#### EXCERPTED DATA
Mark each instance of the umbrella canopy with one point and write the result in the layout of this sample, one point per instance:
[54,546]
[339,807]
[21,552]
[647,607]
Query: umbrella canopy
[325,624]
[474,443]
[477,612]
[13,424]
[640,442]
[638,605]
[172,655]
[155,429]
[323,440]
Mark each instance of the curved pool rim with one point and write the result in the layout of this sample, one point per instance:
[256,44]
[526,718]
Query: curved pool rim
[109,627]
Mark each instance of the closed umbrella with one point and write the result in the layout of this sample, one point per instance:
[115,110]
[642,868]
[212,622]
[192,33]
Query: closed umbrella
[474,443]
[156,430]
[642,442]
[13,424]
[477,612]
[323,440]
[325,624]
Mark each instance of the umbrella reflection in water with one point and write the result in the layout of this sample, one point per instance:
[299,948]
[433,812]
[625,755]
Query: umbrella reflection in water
########
#### EXCERPTED DATA
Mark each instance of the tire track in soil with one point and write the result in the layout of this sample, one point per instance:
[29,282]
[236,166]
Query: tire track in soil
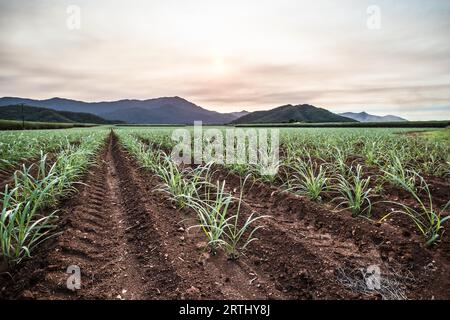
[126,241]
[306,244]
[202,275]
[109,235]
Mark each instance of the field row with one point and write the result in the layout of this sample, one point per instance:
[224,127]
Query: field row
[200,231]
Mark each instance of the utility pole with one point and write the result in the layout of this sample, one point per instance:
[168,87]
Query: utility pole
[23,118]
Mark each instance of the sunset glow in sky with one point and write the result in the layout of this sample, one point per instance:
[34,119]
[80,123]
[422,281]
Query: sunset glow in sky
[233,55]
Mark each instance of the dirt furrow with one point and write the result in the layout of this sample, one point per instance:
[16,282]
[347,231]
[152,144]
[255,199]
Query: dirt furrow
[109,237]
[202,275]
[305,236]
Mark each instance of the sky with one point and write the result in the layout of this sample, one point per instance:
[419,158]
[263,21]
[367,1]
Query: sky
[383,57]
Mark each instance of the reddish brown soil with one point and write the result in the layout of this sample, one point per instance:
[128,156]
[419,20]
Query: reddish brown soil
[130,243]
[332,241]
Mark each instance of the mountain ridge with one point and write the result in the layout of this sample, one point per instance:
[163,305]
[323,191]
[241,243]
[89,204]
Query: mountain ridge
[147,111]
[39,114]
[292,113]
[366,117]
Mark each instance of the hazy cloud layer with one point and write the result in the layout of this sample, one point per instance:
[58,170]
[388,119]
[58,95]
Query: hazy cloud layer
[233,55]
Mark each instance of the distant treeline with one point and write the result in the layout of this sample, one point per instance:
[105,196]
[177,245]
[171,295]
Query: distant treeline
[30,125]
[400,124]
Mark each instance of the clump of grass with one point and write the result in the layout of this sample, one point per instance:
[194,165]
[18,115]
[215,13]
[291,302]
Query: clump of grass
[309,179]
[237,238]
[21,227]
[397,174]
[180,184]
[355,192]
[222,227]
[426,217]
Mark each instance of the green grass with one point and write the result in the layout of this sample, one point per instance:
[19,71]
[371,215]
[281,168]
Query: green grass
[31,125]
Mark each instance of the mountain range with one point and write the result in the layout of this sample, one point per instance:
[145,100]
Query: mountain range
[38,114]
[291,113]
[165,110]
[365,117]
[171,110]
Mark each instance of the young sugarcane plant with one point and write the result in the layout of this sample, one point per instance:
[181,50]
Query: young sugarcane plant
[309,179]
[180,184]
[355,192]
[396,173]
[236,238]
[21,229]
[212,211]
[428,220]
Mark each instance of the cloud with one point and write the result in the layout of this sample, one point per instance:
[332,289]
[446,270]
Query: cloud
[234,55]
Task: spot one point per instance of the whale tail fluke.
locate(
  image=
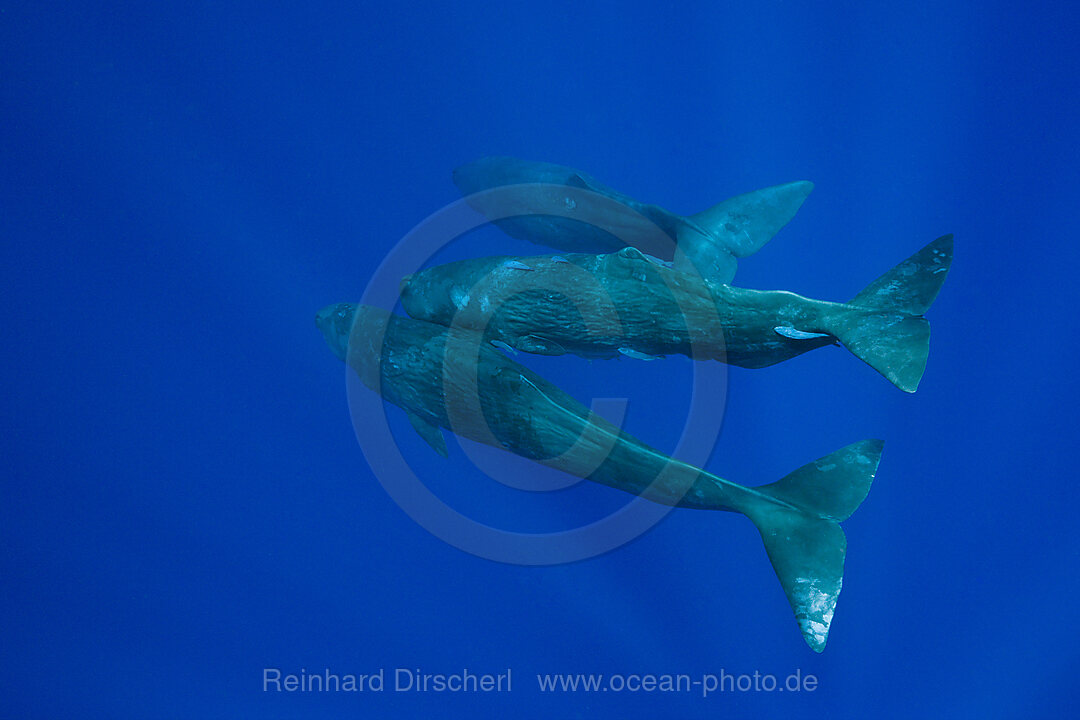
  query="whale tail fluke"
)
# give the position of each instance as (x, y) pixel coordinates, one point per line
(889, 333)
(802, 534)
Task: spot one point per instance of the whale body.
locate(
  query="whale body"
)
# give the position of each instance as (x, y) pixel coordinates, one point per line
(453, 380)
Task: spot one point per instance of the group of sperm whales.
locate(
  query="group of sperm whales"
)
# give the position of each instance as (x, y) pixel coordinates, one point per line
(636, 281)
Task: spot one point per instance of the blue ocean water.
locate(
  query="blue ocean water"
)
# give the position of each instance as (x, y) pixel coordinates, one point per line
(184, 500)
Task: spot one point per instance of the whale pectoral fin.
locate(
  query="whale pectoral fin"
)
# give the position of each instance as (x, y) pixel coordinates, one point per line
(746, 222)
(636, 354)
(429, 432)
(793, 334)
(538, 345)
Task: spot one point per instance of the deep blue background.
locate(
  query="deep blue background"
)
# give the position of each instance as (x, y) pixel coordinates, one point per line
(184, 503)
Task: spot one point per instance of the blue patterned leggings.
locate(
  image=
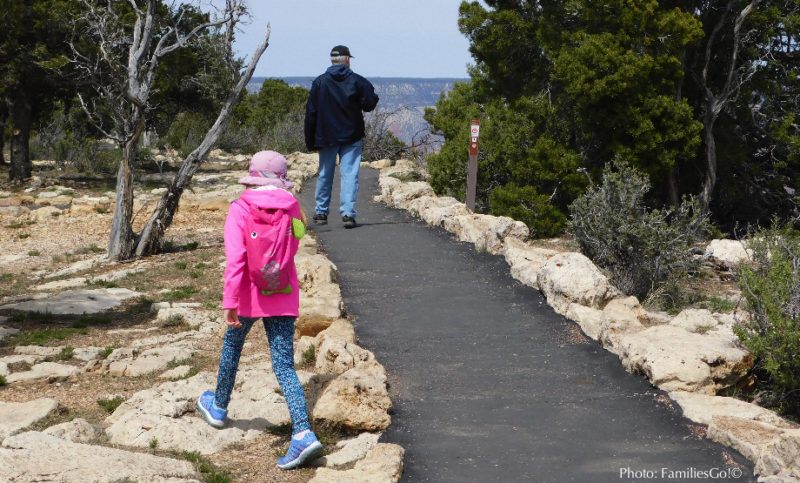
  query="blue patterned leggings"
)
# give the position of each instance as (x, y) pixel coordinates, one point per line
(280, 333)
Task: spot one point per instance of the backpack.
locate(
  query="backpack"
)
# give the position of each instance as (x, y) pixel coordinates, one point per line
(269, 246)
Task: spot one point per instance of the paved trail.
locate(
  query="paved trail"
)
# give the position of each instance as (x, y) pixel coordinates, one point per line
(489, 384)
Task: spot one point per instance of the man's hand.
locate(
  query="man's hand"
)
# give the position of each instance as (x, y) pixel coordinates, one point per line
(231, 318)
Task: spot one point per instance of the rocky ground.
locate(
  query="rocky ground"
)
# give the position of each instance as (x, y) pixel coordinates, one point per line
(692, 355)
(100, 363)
########
> [WHAT TO PRODUCE]
Turn the material, starting with the line containing "Mark each instance of the curved" and going on through the line containing "Query: umbrella reflection in water", into a Markdown table with the columns Row and Material line, one row per line and blank lines left out.

> [ANSWER TO THE TASK]
| Row | Material line |
|---|---|
| 1 | Mark each instance of the curved pool rim with one point and write the result in the layout of this sample, one point per instance: |
| 2 | [256,44] |
| 3 | [526,718] |
| 4 | Query: curved pool rim |
| 5 | [109,627] |
| 6 | Mark each instance of the closed umbrella with one point and write the result in the layout of this sample, one point per instance: |
| 7 | [115,110] |
| 8 | [642,868] |
| 9 | [212,622] |
| 10 | [192,33] |
| 11 | Query: closed umbrella |
| 12 | [474,443] |
| 13 | [156,430] |
| 14 | [642,442] |
| 15 | [13,424] |
| 16 | [477,612] |
| 17 | [323,440] |
| 18 | [325,624] |
| 19 | Mark each instance of the umbrella reflection in water with one point and write the result in the layout of this sample, one point per instance: |
| 20 | [299,948] |
| 21 | [433,812] |
| 22 | [625,755] |
| 23 | Query: umbrella reflection in water |